__YOUR GOAL__: Exact repetition is required: output every record in full.
## START RECORDS FOR THE TASK
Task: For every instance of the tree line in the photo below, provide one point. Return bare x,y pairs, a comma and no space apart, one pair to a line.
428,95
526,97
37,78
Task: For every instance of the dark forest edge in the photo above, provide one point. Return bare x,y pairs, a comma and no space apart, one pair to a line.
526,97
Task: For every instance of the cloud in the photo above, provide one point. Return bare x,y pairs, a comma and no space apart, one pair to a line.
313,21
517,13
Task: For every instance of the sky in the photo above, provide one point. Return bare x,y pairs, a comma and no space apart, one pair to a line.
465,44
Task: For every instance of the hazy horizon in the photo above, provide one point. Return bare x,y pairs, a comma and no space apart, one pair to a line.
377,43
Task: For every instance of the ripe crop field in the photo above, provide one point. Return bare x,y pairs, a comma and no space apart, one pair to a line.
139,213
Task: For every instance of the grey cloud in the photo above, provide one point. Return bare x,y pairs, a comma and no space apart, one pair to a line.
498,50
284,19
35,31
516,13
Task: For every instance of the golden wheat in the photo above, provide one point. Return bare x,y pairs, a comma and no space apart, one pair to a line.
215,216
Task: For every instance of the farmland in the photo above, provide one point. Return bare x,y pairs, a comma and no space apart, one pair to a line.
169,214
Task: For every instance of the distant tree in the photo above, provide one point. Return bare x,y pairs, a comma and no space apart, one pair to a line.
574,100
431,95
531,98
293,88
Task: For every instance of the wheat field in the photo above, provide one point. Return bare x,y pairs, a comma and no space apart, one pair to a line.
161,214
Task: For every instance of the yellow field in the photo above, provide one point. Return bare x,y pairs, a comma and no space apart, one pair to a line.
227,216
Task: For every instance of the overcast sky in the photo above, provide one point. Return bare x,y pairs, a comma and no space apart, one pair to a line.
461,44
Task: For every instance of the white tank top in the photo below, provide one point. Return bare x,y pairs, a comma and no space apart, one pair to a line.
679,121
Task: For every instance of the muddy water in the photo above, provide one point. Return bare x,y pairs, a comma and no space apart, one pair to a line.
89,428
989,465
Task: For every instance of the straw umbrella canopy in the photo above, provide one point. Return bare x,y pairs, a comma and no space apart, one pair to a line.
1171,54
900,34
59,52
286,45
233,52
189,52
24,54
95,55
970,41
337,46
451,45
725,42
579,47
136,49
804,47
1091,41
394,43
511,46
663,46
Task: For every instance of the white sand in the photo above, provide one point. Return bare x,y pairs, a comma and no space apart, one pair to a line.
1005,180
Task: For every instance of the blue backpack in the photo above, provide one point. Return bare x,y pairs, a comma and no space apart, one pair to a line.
## END RECORDS FOR THE TASK
__FINISHED EXERCISE__:
Task: For every instance of the tree line in the photo below, provide one point. Return bare x,y pairs, a comma and no space apart, one pair to a line.
428,95
526,97
37,78
Task: For every instance of the dark forest edge in the photo above, provide one point. Return bare x,y pairs, a comma and no space apart, one pair to a line.
526,97
Task: For every instance of the cloud in the photo above, provide one point. Return bare x,y pairs, a comma and no space apart, one pair to a line.
313,21
517,13
Task: For every instance of the sky in the photo above, provide one point. Return bare x,y pairs, a comma and no space apart, one pair to a line.
465,44
Task: For every instance of the hazy horizon in the photo above, provide one point. Return bare x,y pairs, a comma and no space apart, one pair to a line.
377,43
Task: For every instance of the ripe crop field in the photo above, provide one point. Return bare x,y pairs, a comma and no space apart, one pair to a line.
139,213
Task: For every instance of the grey cloud in the photo above, provide one point. Return bare x,y pairs, a comma and no space apart, one pair to a line.
498,50
284,19
35,31
516,13
Task: For every instance of the golden wheat in the photo above, provide one point. Return bare x,y pairs, a comma and no space apart, one pair to a line.
215,216
Task: For every instance of the farmland in the photo above, provide one point. Return bare x,y pairs, a comma and no space apart, one pair to a line.
169,214
Task: For every instance of the distant tree in the photo above, provide one point. Return bare x,y pairs, a comma and no space apart, one pair to a line.
574,100
431,95
531,98
293,88
Task: For every instance of the wheat field in the photo above, provide one point. Return bare x,y pairs, a comma and no space apart, one pair to a line.
161,214
Task: For every instance of the yellow field in the photo above, provide one point. Return bare x,y pairs, a comma and no space apart, one pair to a line.
227,216
Task: For every instance of the overcast sky in the photo above, provide one point. Return bare x,y pairs, a comma and no space apart, one pair to a line.
461,44
Task: For every instance of the white tank top in the photo below, provide one point. Return bare x,y pairs, a comma and no space apart, one pair to a line.
679,121
Task: For every instance of the muddy water in the photo above, provide one point. Return bare x,y pairs, a comma and no space apart, one pair to a line.
89,428
989,465
Task: For every instance of the straw umbrella canopy in the photo above, provide one point. Return bare x,y pairs, a comma and no space apart, one pair to a line.
1171,54
900,34
59,52
286,45
233,52
189,52
24,54
95,55
970,41
337,46
451,45
725,42
579,47
136,49
804,47
1091,41
394,43
511,46
663,46
Task: For every instance of the white sand in the photo above, provide one point. Return bare x,y pairs, a comma and no space apart, one pair to a line.
1005,180
Task: For every instance of the blue backpack in the photo above, provide one point. Return bare x,y pairs, a comma and no space apart, one pair to a line.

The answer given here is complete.